Text to read
************

Compilation album by Gnarwolves
- Released: 24 February 2014 (UK)
- Genre: Punk rock, pop punk, skate punk
- Length: 31:01
- Label: Beach Community, Pure Noise Records
- Producer: Various

Gnarwolves chronology
| Funemployed (2013) | Chronicles of Gnarnia (2014) | Gnarwolves (2014) |

= Chronicles of Gnarnia =

Chronicles of Gnarnia is a compilation album by the British punk rock band Gnarwolves, released 24 February 2014. The album compiles songs from Gnarwolves first three EPs, Fun Club, CRU and Funemployed.

************

Exercise goal
Write out the passage of the text about the Gnarwolves album starting at "Chronicles of Gnarnia is" and ending at "CRU and Funemployed.", word for word. The rows stand apart from the text about the Gnarwolves album.

Excerpts of location labeling data
************

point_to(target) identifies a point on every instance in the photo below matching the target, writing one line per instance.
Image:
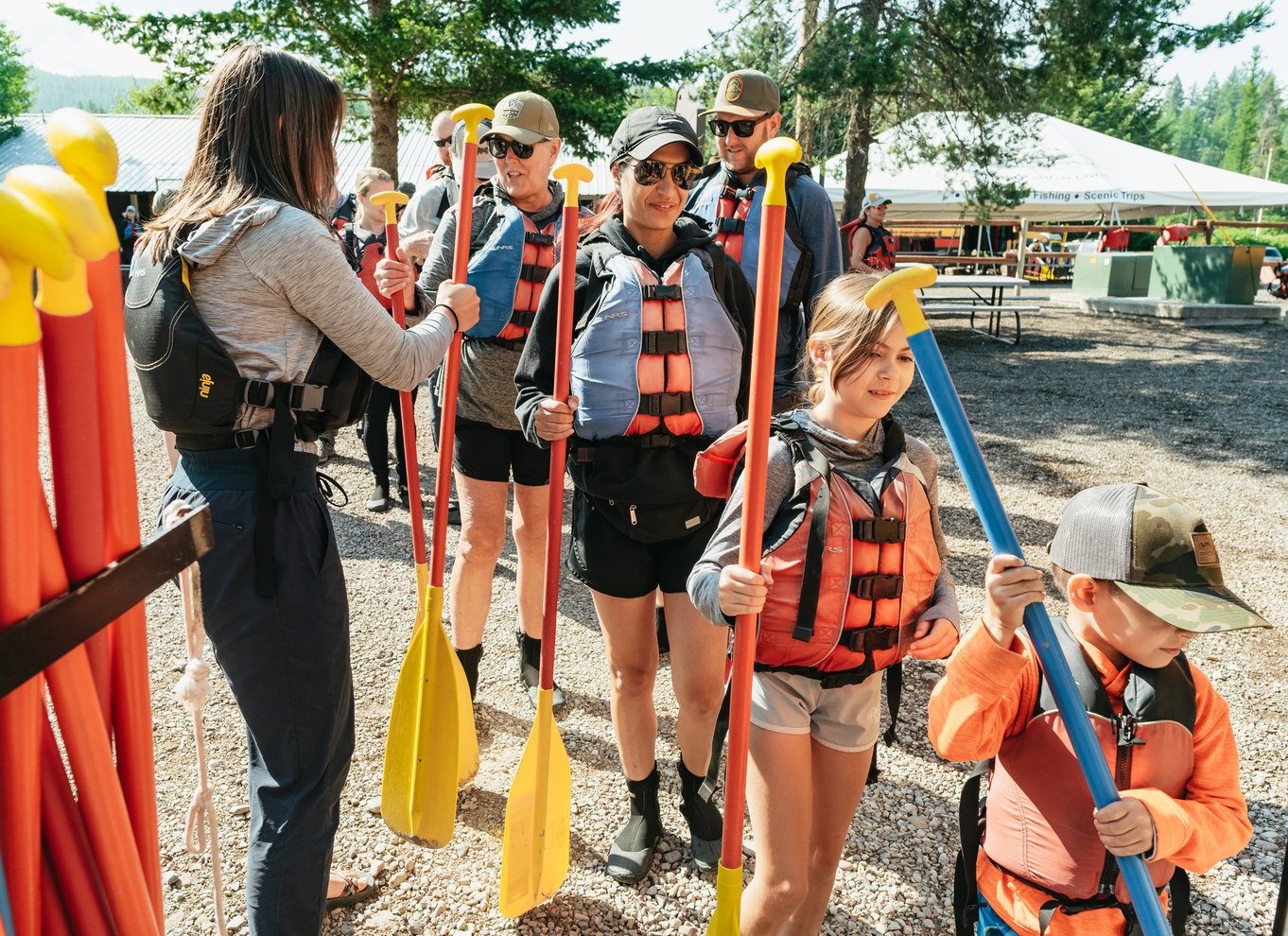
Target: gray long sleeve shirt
(853, 458)
(272, 280)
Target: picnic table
(984, 294)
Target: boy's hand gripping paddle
(899, 287)
(775, 157)
(536, 841)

************

Task result
Chronicles of Gnarnia is a compilation album by the British punk rock band Gnarwolves, released 24 February 2014. The album compiles songs from Gnarwolves first three EPs, Fun Club, CRU and Funemployed.